[Task requirements]: Repeat each record exactly as written, and drop any images.

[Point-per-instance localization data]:
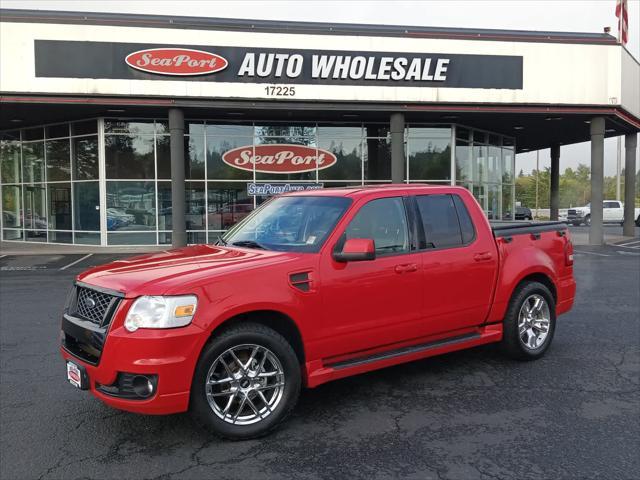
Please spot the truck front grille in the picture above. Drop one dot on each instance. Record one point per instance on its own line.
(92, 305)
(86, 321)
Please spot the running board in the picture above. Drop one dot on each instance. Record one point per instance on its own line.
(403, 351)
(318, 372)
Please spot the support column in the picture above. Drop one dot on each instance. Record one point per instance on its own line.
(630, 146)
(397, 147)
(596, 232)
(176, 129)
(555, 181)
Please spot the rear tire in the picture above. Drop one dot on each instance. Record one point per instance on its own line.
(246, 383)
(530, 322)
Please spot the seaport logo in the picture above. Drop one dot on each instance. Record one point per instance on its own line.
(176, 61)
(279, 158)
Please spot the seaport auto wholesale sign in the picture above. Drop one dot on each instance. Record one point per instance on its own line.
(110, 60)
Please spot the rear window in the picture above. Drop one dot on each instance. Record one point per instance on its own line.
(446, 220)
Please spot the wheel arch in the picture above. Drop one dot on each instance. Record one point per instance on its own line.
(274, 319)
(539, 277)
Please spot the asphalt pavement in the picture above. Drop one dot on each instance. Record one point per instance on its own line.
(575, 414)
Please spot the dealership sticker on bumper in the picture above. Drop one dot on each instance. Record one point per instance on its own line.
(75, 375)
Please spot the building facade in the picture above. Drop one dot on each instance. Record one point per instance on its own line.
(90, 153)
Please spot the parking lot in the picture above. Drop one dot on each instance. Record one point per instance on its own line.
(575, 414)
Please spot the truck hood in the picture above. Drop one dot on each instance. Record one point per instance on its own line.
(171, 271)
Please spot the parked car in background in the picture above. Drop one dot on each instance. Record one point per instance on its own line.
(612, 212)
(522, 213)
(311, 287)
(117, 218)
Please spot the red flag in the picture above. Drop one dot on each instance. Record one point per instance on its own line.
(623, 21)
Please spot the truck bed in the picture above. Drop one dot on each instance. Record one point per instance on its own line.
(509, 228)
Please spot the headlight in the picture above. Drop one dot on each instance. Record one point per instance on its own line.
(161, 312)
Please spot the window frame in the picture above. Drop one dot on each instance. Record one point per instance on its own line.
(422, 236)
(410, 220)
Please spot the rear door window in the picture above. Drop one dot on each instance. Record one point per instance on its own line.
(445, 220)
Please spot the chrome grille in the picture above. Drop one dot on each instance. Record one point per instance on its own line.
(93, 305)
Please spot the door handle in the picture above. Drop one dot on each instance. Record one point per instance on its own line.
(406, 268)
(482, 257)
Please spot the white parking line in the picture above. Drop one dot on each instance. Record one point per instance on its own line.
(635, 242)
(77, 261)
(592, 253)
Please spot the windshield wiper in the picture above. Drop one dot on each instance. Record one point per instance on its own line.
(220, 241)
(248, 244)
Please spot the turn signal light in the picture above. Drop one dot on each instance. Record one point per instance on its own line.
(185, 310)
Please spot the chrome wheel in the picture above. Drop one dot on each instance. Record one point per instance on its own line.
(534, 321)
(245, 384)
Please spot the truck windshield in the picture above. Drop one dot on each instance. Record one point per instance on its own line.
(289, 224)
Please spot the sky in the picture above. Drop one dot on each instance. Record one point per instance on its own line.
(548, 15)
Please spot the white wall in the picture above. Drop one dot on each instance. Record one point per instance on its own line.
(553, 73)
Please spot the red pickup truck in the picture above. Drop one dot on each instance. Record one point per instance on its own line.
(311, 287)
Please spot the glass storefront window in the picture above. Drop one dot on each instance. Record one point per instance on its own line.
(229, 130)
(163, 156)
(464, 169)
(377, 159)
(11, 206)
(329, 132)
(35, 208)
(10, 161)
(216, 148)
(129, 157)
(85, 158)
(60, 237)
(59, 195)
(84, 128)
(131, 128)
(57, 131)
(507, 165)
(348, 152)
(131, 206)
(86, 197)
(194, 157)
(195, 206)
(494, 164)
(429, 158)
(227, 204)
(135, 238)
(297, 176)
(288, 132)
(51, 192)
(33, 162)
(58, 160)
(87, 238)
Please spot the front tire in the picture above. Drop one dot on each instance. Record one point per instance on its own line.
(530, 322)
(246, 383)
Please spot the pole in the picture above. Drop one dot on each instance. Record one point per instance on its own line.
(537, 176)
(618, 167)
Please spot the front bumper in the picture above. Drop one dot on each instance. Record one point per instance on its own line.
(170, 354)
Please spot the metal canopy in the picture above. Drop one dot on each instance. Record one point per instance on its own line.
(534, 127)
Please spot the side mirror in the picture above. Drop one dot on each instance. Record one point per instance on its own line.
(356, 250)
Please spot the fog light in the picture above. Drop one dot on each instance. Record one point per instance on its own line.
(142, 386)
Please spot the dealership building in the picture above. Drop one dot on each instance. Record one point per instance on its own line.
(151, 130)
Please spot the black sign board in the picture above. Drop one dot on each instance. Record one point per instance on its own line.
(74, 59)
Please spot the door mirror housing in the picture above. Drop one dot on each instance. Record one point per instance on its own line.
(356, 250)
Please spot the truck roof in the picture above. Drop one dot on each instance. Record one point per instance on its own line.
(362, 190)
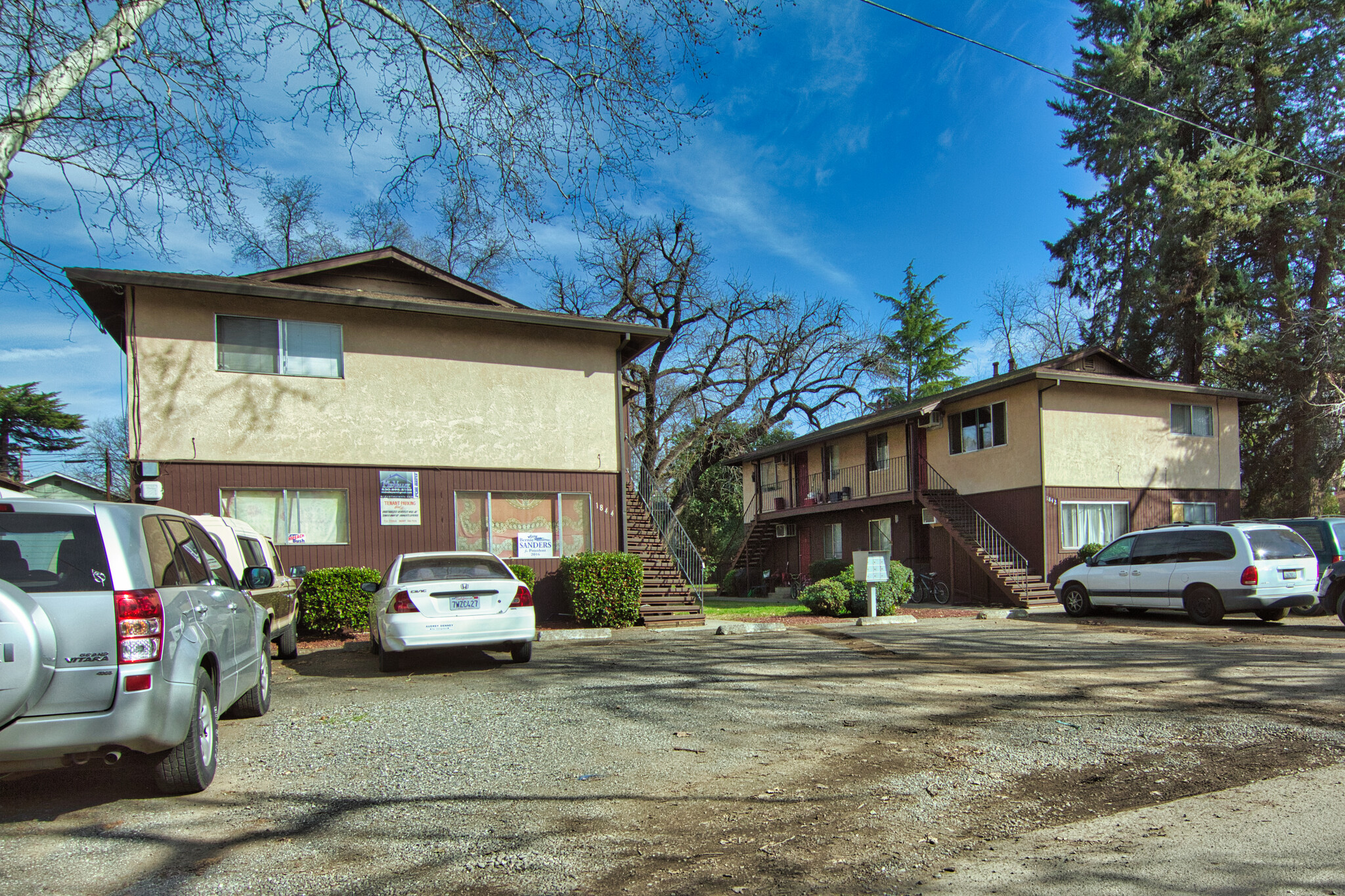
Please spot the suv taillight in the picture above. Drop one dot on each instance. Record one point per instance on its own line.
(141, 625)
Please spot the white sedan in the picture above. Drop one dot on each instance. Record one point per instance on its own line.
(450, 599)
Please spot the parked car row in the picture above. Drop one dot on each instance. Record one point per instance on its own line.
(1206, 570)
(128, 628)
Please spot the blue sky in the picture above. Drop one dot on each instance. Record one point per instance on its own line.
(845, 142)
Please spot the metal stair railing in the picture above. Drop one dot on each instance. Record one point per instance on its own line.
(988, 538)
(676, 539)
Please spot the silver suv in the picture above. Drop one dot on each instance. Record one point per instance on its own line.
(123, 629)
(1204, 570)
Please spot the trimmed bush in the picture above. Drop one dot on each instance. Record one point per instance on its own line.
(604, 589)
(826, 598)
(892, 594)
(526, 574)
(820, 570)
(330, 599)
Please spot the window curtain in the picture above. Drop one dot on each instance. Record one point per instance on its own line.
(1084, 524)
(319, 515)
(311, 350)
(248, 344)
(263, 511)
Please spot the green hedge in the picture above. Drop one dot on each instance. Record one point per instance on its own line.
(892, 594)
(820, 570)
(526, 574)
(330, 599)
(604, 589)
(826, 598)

[Written reply]:
Please spot the truck front grille in the picture above. Drop one dot on each instance. Record one point per instance on its own line.
(92, 305)
(86, 321)
Please spot the running board in the picture above. Drop one dot on each instance. Record one point per instance on its own line.
(403, 351)
(318, 372)
Please spot the support column in the picture above. Drop one dot on each instance. Record one point per instance on its own line.
(630, 146)
(397, 147)
(596, 232)
(176, 129)
(555, 181)
Please spot the rear tire in the picture above. Drop one dot on each instance. Record one point per instance on its own line.
(246, 383)
(530, 322)
Please spot the seaport logo in the picture above. Drop one dot on each instance. Record one point per instance on its own line.
(176, 61)
(279, 158)
Please spot the seaport auto wholesale sign in the picture above. Drop one dot on each instance. Record one point per instance on its own line.
(110, 60)
Please spot the rear window in the picture above. Drop one dot on each instance. Record one point per instance on its own line.
(446, 220)
Please spot the wheel arch in the picture above. Drop one dot on each instance. Record one point per instance on its own line.
(274, 319)
(539, 277)
Please spot the asphalt pavement in the picture above. Drop one dot on each instance. Record one point per instance on its own line.
(575, 414)
Please spot the dealership sticker on bumper in the picture above. Drop one dot on each instance. Record one point per instance on its own line.
(75, 375)
Please spot the building facade in the picture above. Drop one dot on each instance. Record one point per instance on its own line.
(90, 153)
Please spot the parking lot in the picture above. Drop one dot on each instance. Record one point per instance on its own line.
(575, 414)
Please spot the truck hood in the picture above. Drop one dot on each instance. Record one point per instance on its own line.
(171, 271)
Please spot the parked car in background in the picture above. Drop one dot on each instance. Record one point per instance on its own line.
(612, 212)
(522, 213)
(311, 287)
(117, 218)
Please spot the red flag in the picture above. Drop one dot on each instance. Record one point per instance on its own line.
(623, 21)
Please spot the truck bed in the picture above. Drop one dot on each instance. Record one point per instance on its own line.
(509, 228)
Please spot the headlight in the picture above. Drop one dot on each instance. Record one point per instance on its own line.
(161, 312)
Please spot the window frame in the picture above. Drop one dot on each instance. Record one point per instance on its own line.
(422, 236)
(410, 220)
Please spot the rear door window in the picture above. Drop one dot on each instance. Record one point per instance on its own line.
(445, 220)
Please spot the chrome grille in the picture above. Drop one dot on each instance. Record one point per instance on its own line.
(93, 305)
Please spot the door handle in the picture above. Drop one dot on each instance. Record one point per instance on its own line.
(406, 268)
(482, 257)
Please spot the white parking line in the picture above. Drop one dot on each instance. Record one point per instance on its own line.
(635, 242)
(77, 261)
(592, 253)
Please spot the windshield wiper in the picture above. Drop one dot on each instance. Record one point per instance on its own line.
(220, 241)
(248, 244)
Please spot the turn signal light in the picture above. Drop one dot on each instance. Record one point per instance on its own line.
(185, 310)
Please spot the chrome wheel in the picture above. Drop one dot on each instance. Record one point per instance on its own line.
(534, 321)
(245, 384)
Please spot the truck windshield in the picture above. Drop one dot on each instance. Record one point per instance on its own line.
(289, 224)
Please spot the sky in the picture above. Drop one dot on each instance. Record one point per instance on its own line.
(548, 15)
Please spot the white wall in the picture above. Drop one dot on each instance. Record one point per instance on its own line.
(553, 73)
Please spot the red pickup truck in the picture above. Drop one dot on each instance. Record one point per instance on its own line.
(311, 287)
Please spot the glass storefront window in the picture above. Drop one dot on each instance. Record one point per instance on its own line.
(229, 130)
(163, 156)
(464, 169)
(377, 159)
(11, 206)
(329, 132)
(35, 208)
(10, 161)
(216, 148)
(129, 157)
(85, 158)
(60, 237)
(59, 195)
(84, 128)
(131, 128)
(57, 131)
(507, 165)
(348, 152)
(131, 206)
(86, 197)
(194, 157)
(195, 206)
(494, 164)
(429, 158)
(227, 204)
(135, 238)
(297, 176)
(288, 132)
(51, 192)
(33, 162)
(58, 160)
(87, 238)
Please spot the front tire in the picture above. Drop one dot on each instance. Record one point per instance on its own line.
(530, 322)
(246, 383)
Please spot the pole in the picture above. Drop one dot on each instance. Record one point per instance on its own line.
(537, 176)
(618, 167)
Please spot the front bumper in the picture above. Drop one dot on each instance. Record one point per instance on its own line.
(170, 354)
Please spot the metal canopy in the picture above. Drop one dot on each instance. Record one point per instance on its own line.
(534, 127)
Please spot the side mirror in the picture above. Drop one dot on each instance. Record one point per instance on its own line.
(356, 250)
Please spot the fog light in the picture above. Drop one dot on each instance. Record one point per instance on its own line.
(142, 386)
Please spot the dealership building in the picture above. Drop one dot on each instance. Record one point per instance on its own line.
(151, 130)
Please spot the black sign board in the picture above. Drop one dot on each instance. Record one point per instance on its own line.
(74, 59)
Please spot the door mirror housing in the picture above. Drop one dot on each instance. Record one point per instance on its own line.
(356, 250)
Please spot the truck roof in the picture above. Drop one dot on each instance. Record one point per instance on its own line.
(362, 190)
Please spot the suv taillight in the picture above. Drop one dot on each instance. Record one point per instance on its own line.
(141, 625)
Please spot the white sedan in the picture above. Drop one dot on each instance. Record one point per instance on its own line.
(450, 599)
Please spot the parked car row in the picture above. Drop one dot on each instance. Record one point per instance on its own line.
(1206, 570)
(128, 628)
Please spot the blue sky in the picture above. Drop one dot on each instance. Record one point per instance on its own line.
(845, 142)
Please spot the metal stair railing in the picture above. Drop one dot on each instance. Record one point per instance on its own line.
(988, 538)
(676, 539)
Please spot the silver suv in the picture above. Drop one dot on each instance. Record one point per instance on its own line.
(123, 629)
(1204, 570)
Please spot the trimmed bush in the picture above. Drop one dot on each instance. Record one point per instance on its own line.
(604, 589)
(826, 598)
(892, 594)
(526, 574)
(820, 570)
(330, 599)
Please spot the window curtain in the picture above. Drop one dot on each instance. Record one point per instance on its own line.
(1084, 524)
(319, 515)
(311, 350)
(248, 344)
(263, 511)
Please spot the green hedge in the picture above. Drop one dot on each instance. Record one point per instance on its own line.
(892, 594)
(820, 570)
(526, 574)
(330, 599)
(604, 589)
(826, 598)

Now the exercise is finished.